# Request
Write out every line of the items below as a JSON list of strings, one string per line, skipping blank lines. Leave the pictures out.

— START Data for this task —

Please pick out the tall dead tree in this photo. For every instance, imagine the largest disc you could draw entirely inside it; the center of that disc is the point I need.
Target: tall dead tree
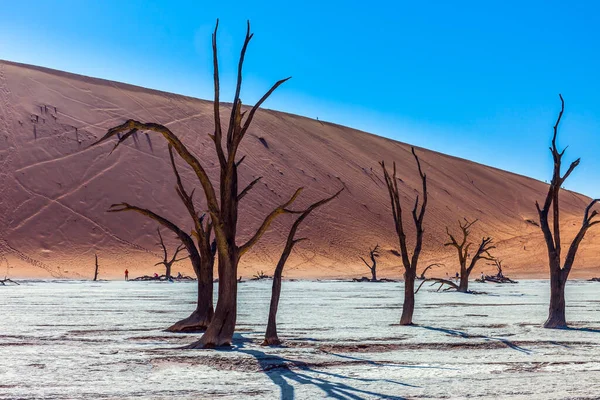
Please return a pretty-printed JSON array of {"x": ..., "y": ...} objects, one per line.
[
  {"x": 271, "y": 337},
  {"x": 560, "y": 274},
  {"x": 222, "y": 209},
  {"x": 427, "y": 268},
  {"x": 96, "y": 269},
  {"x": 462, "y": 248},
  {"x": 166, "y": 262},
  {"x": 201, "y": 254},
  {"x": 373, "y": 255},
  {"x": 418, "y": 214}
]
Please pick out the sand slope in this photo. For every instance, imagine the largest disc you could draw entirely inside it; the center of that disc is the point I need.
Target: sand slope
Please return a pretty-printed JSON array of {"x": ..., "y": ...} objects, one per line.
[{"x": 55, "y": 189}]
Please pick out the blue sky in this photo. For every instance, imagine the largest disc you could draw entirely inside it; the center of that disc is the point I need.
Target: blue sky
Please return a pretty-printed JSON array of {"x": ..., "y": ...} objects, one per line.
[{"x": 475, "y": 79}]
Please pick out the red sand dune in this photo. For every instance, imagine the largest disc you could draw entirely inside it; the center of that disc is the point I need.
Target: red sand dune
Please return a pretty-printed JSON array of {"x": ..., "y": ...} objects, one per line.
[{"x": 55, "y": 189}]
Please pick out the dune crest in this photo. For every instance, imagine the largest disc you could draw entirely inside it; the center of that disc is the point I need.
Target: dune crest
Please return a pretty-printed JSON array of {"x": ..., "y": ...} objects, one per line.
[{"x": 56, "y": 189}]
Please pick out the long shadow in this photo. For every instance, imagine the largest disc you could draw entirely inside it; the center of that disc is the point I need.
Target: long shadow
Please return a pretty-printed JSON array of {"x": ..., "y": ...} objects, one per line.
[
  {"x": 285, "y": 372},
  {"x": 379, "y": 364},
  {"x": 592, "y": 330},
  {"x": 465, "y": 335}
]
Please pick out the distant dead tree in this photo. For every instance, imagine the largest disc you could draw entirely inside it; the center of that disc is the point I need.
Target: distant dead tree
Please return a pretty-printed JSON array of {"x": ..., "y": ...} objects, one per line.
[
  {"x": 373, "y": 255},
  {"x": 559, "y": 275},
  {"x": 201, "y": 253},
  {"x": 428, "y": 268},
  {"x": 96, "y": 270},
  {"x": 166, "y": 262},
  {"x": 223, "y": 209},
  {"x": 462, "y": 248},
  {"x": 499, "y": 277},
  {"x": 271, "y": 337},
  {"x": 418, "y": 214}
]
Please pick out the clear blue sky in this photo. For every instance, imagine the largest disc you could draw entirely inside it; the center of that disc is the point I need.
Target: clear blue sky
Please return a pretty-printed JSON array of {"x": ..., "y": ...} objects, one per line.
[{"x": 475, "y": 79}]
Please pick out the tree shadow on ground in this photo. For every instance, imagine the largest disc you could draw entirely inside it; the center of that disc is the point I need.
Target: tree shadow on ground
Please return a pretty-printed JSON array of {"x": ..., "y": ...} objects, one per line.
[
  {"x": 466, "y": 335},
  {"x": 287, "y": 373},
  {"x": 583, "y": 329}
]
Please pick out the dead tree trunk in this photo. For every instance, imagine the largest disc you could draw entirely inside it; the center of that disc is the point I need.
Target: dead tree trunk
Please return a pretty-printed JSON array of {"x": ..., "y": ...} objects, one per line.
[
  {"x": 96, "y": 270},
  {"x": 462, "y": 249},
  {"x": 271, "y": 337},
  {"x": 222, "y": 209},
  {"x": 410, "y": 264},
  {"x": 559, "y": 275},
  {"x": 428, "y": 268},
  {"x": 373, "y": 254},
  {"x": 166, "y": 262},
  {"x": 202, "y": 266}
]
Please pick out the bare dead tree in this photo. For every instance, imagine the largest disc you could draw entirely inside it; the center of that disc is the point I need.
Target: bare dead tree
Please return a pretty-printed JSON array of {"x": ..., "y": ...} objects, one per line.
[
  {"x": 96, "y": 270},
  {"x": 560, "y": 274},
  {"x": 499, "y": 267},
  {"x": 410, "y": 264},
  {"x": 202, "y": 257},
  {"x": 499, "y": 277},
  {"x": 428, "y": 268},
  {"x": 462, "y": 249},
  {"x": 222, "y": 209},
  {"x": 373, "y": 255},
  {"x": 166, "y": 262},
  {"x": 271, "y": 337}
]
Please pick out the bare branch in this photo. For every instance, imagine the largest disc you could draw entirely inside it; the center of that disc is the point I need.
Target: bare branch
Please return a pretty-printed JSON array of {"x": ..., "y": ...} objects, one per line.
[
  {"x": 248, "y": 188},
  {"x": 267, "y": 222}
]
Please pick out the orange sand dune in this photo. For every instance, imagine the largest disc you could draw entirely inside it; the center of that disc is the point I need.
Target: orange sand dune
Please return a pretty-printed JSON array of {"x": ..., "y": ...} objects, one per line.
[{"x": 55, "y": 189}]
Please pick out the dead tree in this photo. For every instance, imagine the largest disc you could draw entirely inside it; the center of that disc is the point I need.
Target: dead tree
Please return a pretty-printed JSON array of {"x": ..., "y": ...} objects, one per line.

— END Data for this task —

# Result for this task
[
  "Please pick out the tall dead tree in this photo. For every instance, imagine the largest disc you could draw entirely inside it; the center of that disc is the point I need.",
  "Target: tall dead tree",
  "Please return a pretty-printed JSON array of {\"x\": ..., \"y\": ...} objects, one per line.",
  "[",
  "  {\"x\": 271, \"y\": 337},",
  "  {\"x\": 560, \"y\": 274},",
  "  {\"x\": 222, \"y\": 209},",
  "  {\"x\": 427, \"y\": 268},",
  "  {\"x\": 96, \"y\": 269},",
  "  {\"x\": 462, \"y\": 248},",
  "  {\"x\": 166, \"y\": 262},",
  "  {\"x\": 201, \"y\": 254},",
  "  {\"x\": 373, \"y\": 255},",
  "  {\"x\": 418, \"y\": 214}",
  "]",
  "Please pick out the sand slope in this photo. For every instance, imagine the largest disc you could draw entirely inside it; the center of that disc is the point I need.",
  "Target: sand slope",
  "Please return a pretty-printed JSON array of {\"x\": ..., \"y\": ...} objects, one per line.",
  "[{\"x\": 55, \"y\": 189}]",
  "Please pick out the blue sky in this photo. For every instance, imagine the largest disc you could draw entirely inside it; the center of that disc is the point I need.",
  "Target: blue sky",
  "Please return a pretty-printed JSON array of {\"x\": ..., \"y\": ...} objects, one per line.",
  "[{\"x\": 475, \"y\": 79}]",
  "Please pick out the red sand dune in this photo. For every instance, imagine the largest disc you could draw entirely inside it; the center of that disc is the point I need.",
  "Target: red sand dune",
  "Please return a pretty-printed JSON array of {\"x\": ..., \"y\": ...} objects, one per line.",
  "[{\"x\": 55, \"y\": 189}]",
  "Please pick out the dune crest in this photo. For every instance, imagine the largest disc you could draw entirely inside it; the center of that disc is the point I need.",
  "Target: dune crest",
  "Please return a pretty-printed JSON array of {\"x\": ..., \"y\": ...} objects, one per line.",
  "[{\"x\": 56, \"y\": 189}]",
  "Please pick out the long shadow in this photo. For every instance, imagine the largest disc you could draw entirely inside it; the center of that disc is the point I need.",
  "Target: long shadow",
  "Please return a pretty-printed JSON array of {\"x\": ..., \"y\": ...} objects, one per line.",
  "[",
  "  {\"x\": 285, \"y\": 372},",
  "  {\"x\": 379, \"y\": 364},",
  "  {\"x\": 592, \"y\": 330},",
  "  {\"x\": 465, \"y\": 335}",
  "]",
  "Please pick out the distant dead tree in this photo. For every instance, imagine the largest disc you could draw entirely inside it; the center of that disc is the point I need.",
  "Target: distant dead tree",
  "Please return a pretty-printed JSON array of {\"x\": ..., \"y\": ...} objects, one per line.",
  "[",
  "  {\"x\": 373, \"y\": 255},",
  "  {\"x\": 559, \"y\": 275},",
  "  {\"x\": 201, \"y\": 253},",
  "  {\"x\": 428, \"y\": 268},",
  "  {\"x\": 96, \"y\": 270},",
  "  {\"x\": 166, \"y\": 262},",
  "  {\"x\": 223, \"y\": 209},",
  "  {\"x\": 462, \"y\": 248},",
  "  {\"x\": 499, \"y\": 277},",
  "  {\"x\": 271, \"y\": 337},",
  "  {\"x\": 418, \"y\": 214}",
  "]",
  "Please pick out the clear blue sky in this photo. For every instance, imagine the largest disc you could draw entirely inside it; the center of that disc is the point I need.",
  "Target: clear blue sky",
  "Please return a pretty-printed JSON array of {\"x\": ..., \"y\": ...} objects, one per line.",
  "[{\"x\": 475, \"y\": 79}]",
  "Please pick out the tree shadow on ground in this photo. For every instance, imagine the largest disc you could draw entirely inside it; the center of that disc is the point I need.",
  "Target: tree shadow on ground",
  "Please return a pretty-printed JSON array of {\"x\": ..., \"y\": ...} objects, one per line.",
  "[",
  "  {\"x\": 466, \"y\": 335},",
  "  {\"x\": 287, \"y\": 373},",
  "  {\"x\": 583, \"y\": 329}",
  "]",
  "Please pick out the dead tree trunk in this photo. For every instance, imagine the largest disc you could draw entirely inside it; the center of that disc is the point I need.",
  "Target: dead tree trunk",
  "Please return a pretty-printed JSON array of {\"x\": ..., \"y\": ...} objects, one per line.",
  "[",
  "  {\"x\": 96, \"y\": 270},",
  "  {\"x\": 462, \"y\": 249},",
  "  {\"x\": 271, \"y\": 337},",
  "  {\"x\": 222, \"y\": 209},",
  "  {\"x\": 410, \"y\": 264},",
  "  {\"x\": 559, \"y\": 275},",
  "  {\"x\": 428, \"y\": 268},",
  "  {\"x\": 373, \"y\": 254},",
  "  {\"x\": 166, \"y\": 262},",
  "  {\"x\": 202, \"y\": 266}",
  "]",
  "Please pick out the bare dead tree in this photo. For every instance, imagine the largest disc you could draw entirely inside it; the center of that disc is the point I need.",
  "Target: bare dead tree",
  "Please return a pretty-printed JSON array of {\"x\": ..., \"y\": ...} objects, one per line.",
  "[",
  "  {\"x\": 96, \"y\": 270},",
  "  {\"x\": 560, \"y\": 274},",
  "  {\"x\": 499, \"y\": 267},",
  "  {\"x\": 410, \"y\": 264},",
  "  {\"x\": 202, \"y\": 257},",
  "  {\"x\": 499, \"y\": 277},",
  "  {\"x\": 428, \"y\": 268},",
  "  {\"x\": 462, \"y\": 249},",
  "  {\"x\": 222, \"y\": 209},",
  "  {\"x\": 373, \"y\": 255},",
  "  {\"x\": 166, \"y\": 262},",
  "  {\"x\": 271, \"y\": 337}",
  "]",
  "Please pick out the bare branch in this photo. For every instance, imagine the largest disc you could draw entirely inside it; the center of that disc is the point I need.",
  "Target: bare branch",
  "Please return a pretty-printed JSON array of {\"x\": ..., \"y\": ...} objects, one per line.",
  "[",
  "  {\"x\": 248, \"y\": 188},",
  "  {\"x\": 267, \"y\": 222}",
  "]",
  "Please pick out the orange sand dune in this photo. For every instance, imagine the largest disc you could draw entirely inside it; the center of that disc is the point I need.",
  "Target: orange sand dune",
  "Please return a pretty-printed JSON array of {\"x\": ..., \"y\": ...} objects, one per line.",
  "[{\"x\": 55, \"y\": 189}]",
  "Please pick out the dead tree in this photo. For every instance, imagine the largest disc you could draw entirely inside it; the center of that disc is the point I need.",
  "Target: dead tree",
  "Please return a pretty-printed JSON array of {\"x\": ..., \"y\": ...} objects, one per line."
]